What is expected —
Can you write out the items below again, switching every "Tag" to "Mark" and leaving everything else unchanged?

Data entries
————

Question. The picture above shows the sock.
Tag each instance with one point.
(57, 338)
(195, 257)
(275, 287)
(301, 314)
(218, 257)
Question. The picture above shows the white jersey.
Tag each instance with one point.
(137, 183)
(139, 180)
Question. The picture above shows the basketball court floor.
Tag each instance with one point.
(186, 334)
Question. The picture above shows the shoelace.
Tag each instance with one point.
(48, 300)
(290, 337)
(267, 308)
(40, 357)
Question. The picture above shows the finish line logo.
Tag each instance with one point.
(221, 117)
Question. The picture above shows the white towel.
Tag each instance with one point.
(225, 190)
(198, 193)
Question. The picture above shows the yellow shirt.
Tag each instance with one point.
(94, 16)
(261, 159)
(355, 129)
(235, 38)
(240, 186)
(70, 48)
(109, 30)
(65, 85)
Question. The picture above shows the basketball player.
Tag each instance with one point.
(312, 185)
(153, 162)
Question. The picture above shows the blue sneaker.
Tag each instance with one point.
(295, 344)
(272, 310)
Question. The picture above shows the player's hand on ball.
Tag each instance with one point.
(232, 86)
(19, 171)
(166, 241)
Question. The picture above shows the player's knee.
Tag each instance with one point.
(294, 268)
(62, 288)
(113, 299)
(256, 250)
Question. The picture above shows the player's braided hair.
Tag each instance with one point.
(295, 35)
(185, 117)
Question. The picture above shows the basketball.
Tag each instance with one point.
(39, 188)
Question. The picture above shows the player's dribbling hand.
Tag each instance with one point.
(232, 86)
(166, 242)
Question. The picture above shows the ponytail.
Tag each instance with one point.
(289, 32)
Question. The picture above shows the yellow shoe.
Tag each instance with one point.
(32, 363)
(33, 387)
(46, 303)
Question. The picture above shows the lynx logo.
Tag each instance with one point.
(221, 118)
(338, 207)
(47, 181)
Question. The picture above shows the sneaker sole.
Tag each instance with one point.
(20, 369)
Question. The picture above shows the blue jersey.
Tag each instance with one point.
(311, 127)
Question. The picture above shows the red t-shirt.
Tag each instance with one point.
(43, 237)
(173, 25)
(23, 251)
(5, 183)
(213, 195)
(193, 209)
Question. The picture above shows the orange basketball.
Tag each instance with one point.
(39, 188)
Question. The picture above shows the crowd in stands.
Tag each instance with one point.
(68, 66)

————

Reply —
Question. The picture above shows the sock.
Mark each instance with one point.
(57, 338)
(195, 257)
(275, 287)
(301, 314)
(218, 257)
Question. The picture above shows the white jersey.
Mark each instance with one point.
(137, 183)
(139, 180)
Question. The picture above shows the basketball court floor.
Mark each instance with one point.
(186, 334)
Question. The picture above shows the shoelace.
Mark each instance with one point.
(48, 300)
(290, 337)
(267, 308)
(40, 357)
Question. The picture above shows the finish line logo.
Mark each instance with one point.
(221, 117)
Question. The picture above shows the white towel.
Mark each instance with one point.
(225, 190)
(198, 193)
Question. The picture above shows the yellow shirt.
Mark each instance with one point.
(94, 16)
(261, 159)
(355, 129)
(235, 38)
(240, 186)
(70, 48)
(109, 30)
(65, 85)
Question. The picture above shows the basketball player.
Mark each instance with one point.
(312, 185)
(153, 162)
Question. The picture above shows the blue sneaker.
Mark each instance with one point.
(295, 344)
(272, 310)
Question. The picture above shows the player's hand on ball.
Mark each instance with one point.
(232, 86)
(19, 171)
(166, 241)
Question. The picture above shows the player's knee.
Mark each instance with one point.
(294, 268)
(62, 288)
(113, 299)
(256, 250)
Question. The picture above shows the player's braided hair.
Mark each instance with one point.
(295, 35)
(185, 117)
Question. The picture above shows the basketball.
Mark each instance with one point.
(39, 188)
Question. The picture above shows the player's dribbling hand.
Mark each instance with one point.
(232, 86)
(166, 242)
Question. The picture above shows the ponytail.
Mark each instance with one point.
(289, 32)
Question. The picture above shows the yellow shoe.
Mark each instance with one point.
(32, 363)
(33, 387)
(46, 303)
Question. The picture above shows the lynx logo.
Mark each instance with one point.
(221, 118)
(338, 207)
(47, 181)
Question. The picture above shows the sneaker sole.
Mark each instance with one point.
(20, 369)
Question. The picture above shows the blue jersey.
Mark each instance with one point.
(311, 127)
Question. The picture above shows the red t-shirt.
Mark each instance with one point.
(43, 237)
(173, 25)
(23, 251)
(5, 183)
(213, 195)
(193, 209)
Question. The picture above shows the orange basketball.
Mark each instance with one point.
(39, 188)
Question. The picture above shows the crowd in stands.
Mark each instance with one point.
(68, 66)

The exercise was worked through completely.